Instructions:
(1) According to the Clermont Farm notice, how many acres is the historic agricultural landscape the farm works to preserve?
(2) Reproduce the Clermont Farm notice word for word, from "- Inclusion —" up to and including "the natural world.".

Document passage:
This is to update you on the steps we are taking.
1. Working with our partner educational organizations (CCPS,VT, Extension Service, etc.), we are cancelling from Monday, March 16, all K-12 student classes, university faculty-student events, Extension Service classes and field schools for working farmers, and other planned meetings and events at Clermont through May 30. In April and May the situation will be re-evaluated with the health authorities and our partner educational organizations.
2. The offices of the Clermont Foundation, which manages Clermont Farm for its owner, the Virginia Department of Historic Resources, will remain open for business during the March 16-May 30 period, but no guests will be received except by appointment for rare business necessity, and no meetings will be held except by phone or digital platform. Meetings of the Foundation's community board of trustees will be re-scheduled and/or held electronically. The current re-building of the Foundation's website will continue, as will in-house development projects and farm activities.
3. Clermont is a production beef cattle and sheep farm, specifically to provide a basis for agricultural education and research, and to preserve the historic 360-acre agricultural landscape which has been in continuous production for 270 years. Like farmers everywhere, we care about the welfare of our animals. We have made extensive back-up provision for the feeding and care of our animals in case of staff illness, and, despite the loss of our barn, for the storage of adequate stockpiled feed and other supplies. All the livestock at Clermont, including the thousands of bees in our Training Yard for Novice Beekeepers (partner educational organization Beekeepers of the Northern Shenandoah), will be well taken care of.
Thank you for your interest and support of Clermont Farm's educational work, and please let us know if you have questions.
Bob Stieg, CEO
Mission/Purpose Statement (defined as “What we do”):
The Clermont Foundation supports research and education programs in history, historic preservation, and agriculture at Clermont Farm, using its cultural landscape for the purpose of increasing contemporary public engagement in those areas. These programs are planned and developed in partnership with Clermont’s owner, the Virginia Department of Historic Resources, and with local and regional partner organizations.
Vision Statement (defined as “What we want to accomplish over time by doing these things”):
To be an effective regional leader in engaging people of all ages in sustainable historic preservation and agricultural production, and in exploring the meaning of cultural and natural heritage, both public and personal.
Values (defined as “What guides our work”):
- Care — That we care about the natural and built environment, take good care of it,and take care in how we think about, plan for, and use it.
- Sustainability — That the ways we use this natural and built environment can be sustained long-term both financially and environmentally.
- Incrementalism — That the projects and programs to achieve our goals will be implemented step by step over time, as experience, study, and resources allow.
- Inclusion — That we will respect the wholeness of the site and its history, and the community of which it is a part. That we recognize that Clermont Farm is a complex “cultural landscape” (of a specific type designated as a Historic Vernacular Landscape) and a sustainable element of our community.
It is a natural landscape which Native Americans, Europeans, and African Americans added to and structured for their purposes, and whose cultural imprints, still in the ground and the buildings, clear or faint, have made something new of the natural landscape. Like historic buildings and districts, these special places reveal aspects of our country’s origins and development through their form and features, and the ways they were used. Cultural landscapes also reveal much about our evolving relationship with the natural world.
Respect for the wholeness of this cultural landscape includes the idea that none of the contributions made by different peoples and participants in Clermont’s history will be privileged, and none will be excluded, and that representation and interpretation of the site’s history will reflect this. Clermont will, based on this value, continue to invite and nurture community.

Records shown:
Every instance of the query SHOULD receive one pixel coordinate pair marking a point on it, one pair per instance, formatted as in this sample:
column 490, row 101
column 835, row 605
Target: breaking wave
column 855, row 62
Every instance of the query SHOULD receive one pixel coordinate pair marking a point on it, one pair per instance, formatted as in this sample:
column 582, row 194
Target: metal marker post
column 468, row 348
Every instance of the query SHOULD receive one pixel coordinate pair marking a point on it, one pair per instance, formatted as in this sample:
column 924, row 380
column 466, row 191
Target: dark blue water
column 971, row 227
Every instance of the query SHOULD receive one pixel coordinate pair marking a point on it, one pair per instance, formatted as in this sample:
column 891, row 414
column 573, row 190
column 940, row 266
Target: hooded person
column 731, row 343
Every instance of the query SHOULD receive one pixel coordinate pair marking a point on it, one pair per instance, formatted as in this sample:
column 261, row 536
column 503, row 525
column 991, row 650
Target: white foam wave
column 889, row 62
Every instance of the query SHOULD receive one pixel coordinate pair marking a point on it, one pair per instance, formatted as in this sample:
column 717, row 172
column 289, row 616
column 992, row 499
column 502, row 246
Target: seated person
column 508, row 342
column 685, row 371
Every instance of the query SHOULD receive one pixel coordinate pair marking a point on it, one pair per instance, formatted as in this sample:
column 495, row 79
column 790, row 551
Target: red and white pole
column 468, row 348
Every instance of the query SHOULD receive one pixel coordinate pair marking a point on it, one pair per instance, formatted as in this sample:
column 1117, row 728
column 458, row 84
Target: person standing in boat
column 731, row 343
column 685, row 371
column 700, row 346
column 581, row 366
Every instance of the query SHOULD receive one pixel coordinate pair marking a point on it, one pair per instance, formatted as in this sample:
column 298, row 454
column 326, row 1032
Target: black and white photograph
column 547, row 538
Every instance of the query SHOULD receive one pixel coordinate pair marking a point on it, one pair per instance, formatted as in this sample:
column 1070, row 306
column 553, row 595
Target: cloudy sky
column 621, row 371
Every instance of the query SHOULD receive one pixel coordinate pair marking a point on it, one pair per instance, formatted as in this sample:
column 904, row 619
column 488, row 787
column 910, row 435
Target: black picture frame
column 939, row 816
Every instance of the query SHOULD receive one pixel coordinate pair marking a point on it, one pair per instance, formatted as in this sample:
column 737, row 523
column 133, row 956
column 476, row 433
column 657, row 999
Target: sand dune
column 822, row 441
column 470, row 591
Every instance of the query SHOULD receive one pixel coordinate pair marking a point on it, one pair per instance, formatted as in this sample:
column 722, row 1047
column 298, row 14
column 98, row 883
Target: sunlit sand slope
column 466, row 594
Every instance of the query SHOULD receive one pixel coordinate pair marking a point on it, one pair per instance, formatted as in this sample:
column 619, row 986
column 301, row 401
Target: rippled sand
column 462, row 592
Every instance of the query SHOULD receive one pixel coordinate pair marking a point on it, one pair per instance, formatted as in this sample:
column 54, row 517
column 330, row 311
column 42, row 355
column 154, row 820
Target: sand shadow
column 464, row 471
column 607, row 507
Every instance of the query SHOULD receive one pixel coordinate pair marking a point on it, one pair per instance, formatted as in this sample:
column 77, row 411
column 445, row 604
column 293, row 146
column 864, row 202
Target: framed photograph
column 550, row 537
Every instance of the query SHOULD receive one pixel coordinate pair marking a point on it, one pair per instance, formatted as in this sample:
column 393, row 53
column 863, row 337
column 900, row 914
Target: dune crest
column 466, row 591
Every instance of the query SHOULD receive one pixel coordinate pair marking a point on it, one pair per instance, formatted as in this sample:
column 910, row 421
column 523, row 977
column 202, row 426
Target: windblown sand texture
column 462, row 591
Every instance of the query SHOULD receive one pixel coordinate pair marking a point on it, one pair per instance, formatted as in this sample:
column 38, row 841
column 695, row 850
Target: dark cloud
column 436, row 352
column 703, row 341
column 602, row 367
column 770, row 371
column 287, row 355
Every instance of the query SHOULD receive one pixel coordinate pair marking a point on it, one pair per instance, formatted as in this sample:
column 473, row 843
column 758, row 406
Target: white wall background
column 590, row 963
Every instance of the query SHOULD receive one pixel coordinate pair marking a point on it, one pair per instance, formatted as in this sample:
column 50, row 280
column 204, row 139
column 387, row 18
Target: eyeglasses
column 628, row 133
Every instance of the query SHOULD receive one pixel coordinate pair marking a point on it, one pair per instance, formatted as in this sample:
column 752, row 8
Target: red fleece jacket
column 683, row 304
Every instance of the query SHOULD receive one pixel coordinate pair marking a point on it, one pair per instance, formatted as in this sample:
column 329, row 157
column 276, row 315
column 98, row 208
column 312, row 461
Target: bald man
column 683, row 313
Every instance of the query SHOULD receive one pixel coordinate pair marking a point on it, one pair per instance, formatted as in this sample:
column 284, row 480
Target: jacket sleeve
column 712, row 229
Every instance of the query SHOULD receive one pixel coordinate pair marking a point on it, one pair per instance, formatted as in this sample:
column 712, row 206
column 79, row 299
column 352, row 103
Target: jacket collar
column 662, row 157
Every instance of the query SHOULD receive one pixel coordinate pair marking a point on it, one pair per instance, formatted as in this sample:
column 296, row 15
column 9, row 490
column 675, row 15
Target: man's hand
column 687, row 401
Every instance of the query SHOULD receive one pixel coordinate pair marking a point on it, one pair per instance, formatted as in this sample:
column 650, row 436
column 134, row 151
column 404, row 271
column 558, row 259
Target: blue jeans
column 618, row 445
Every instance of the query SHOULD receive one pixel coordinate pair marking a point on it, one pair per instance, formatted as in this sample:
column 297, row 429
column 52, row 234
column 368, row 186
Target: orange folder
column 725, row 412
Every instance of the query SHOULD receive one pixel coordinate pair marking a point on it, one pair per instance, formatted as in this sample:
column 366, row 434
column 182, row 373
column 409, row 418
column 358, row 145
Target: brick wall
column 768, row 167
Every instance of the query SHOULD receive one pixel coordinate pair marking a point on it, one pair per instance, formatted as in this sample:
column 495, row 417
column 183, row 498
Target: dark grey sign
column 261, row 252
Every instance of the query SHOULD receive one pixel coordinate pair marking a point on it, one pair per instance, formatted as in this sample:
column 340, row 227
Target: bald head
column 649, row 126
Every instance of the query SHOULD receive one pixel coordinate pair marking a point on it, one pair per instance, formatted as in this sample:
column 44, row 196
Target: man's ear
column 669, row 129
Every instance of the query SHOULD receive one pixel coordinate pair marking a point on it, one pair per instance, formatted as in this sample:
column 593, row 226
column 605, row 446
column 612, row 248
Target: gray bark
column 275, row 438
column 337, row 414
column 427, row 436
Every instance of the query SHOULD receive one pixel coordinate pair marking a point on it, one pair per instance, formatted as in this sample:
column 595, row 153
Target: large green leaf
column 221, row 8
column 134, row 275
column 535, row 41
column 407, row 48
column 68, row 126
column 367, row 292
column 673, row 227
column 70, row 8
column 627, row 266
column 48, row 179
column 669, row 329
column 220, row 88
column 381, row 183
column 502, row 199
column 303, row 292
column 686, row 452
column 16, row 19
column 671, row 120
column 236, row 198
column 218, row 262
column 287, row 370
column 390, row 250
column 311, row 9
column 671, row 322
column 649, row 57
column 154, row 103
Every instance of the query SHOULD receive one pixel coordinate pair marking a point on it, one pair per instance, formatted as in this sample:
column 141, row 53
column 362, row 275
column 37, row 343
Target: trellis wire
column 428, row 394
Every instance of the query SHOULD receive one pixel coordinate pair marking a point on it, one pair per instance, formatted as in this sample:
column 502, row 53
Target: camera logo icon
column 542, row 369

Task solutions:
(1) 360 acres.

(2)
- Inclusion — That we will respect the wholeness of the site and its history, and the community of which it is a part. That we recognize that Clermont Farm is a complex “cultural landscape” (of a specific type designated as a Historic Vernacular Landscape) and a sustainable element of our community.
It is a natural landscape which Native Americans, Europeans, and African Americans added to and structured for their purposes, and whose cultural imprints, still in the ground and the buildings, clear or faint, have made something new of the natural landscape. Like historic buildings and districts, these special places reveal aspects of our country’s origins and development through their form and features, and the ways they were used. Cultural landscapes also reveal much about our evolving relationship with the natural world.